▸ Document segment:

The Retriever - Features
Digital Pranksters ®TMark Show the Art of Corporate Sabotage

In a room packed to the brim with curious onlookers, the lights went low and a single projection screen crackled awake as two men cued up a video. Appearing finally without their faces hidden or voices garbled, ®TMark agent provocateurs Ray Thomas and Frank Guerrero were on campus to share the fundamentals of their aesthetic pranks with the UMBC community for this year’s Visiting Artist Lecture Series.

®TMark (pronounced "art mark") is an internet-based collective of artists, activists, and the anonymous who have been at the forefront of performing acts of whimsical corporate sabotage since the anti-globalization movement budded in the early nineties. Showcasing their graphic arts prowess, representatives Thomas and Guerrero were at UMBC to present an eleven-minute audio-visual barrage which they called ®TMark’s personal "corporate calling card."

▸ Source data:

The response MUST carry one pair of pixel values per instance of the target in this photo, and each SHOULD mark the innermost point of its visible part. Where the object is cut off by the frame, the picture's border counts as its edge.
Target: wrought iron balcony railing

▸ Do this: Please extend the article above on the ®TMark lecture at UMBC, starting right after its final sentence.

▸ Reply:
The promotional video served satire on a silver platter, its digitized, lab-coat-clad figures overseeing a production line of hearty packaged products. "As a privately held corporation, ®TMark allows investors to participate in blacklisted or illegal cultural production with minimum risk!," a voice-over cheerily proclaimed.

The tone then shifted dramatically, sepia-drenched footage describing the 1886 United States court ruling in which corporations became considered "persons" under the Fourteenth Amendment. Lending an all-American legitimacy to this tragic occurrence, Abraham Lincoln himself weighed in (albeit posthumously). Quoted circa 1864, Lincoln bemoaned that "…corporations have been enthroned, and an era of corruption in high places will follow."

Sound-bites from social critics, historians and professors reiterated the history lesson. "Multinational corporations have moved to a level that was never imagined by even the most brazen of the robber barons," asserted one corporate monitor. Many clips mentioned the conundrum of corporations possessing the rights of people without the liabilities of people.

"What if ‘three strikes’ laws applied to corporations?" asked one woman. "Union Carbide was found responsible for the deaths of 10,000 people, but they’re still in business." Author and National Public Radio commentator Andrei Codrescu chimed in. "Corporations can’t be ‘responsible’—they’re just machines of economic enterprise."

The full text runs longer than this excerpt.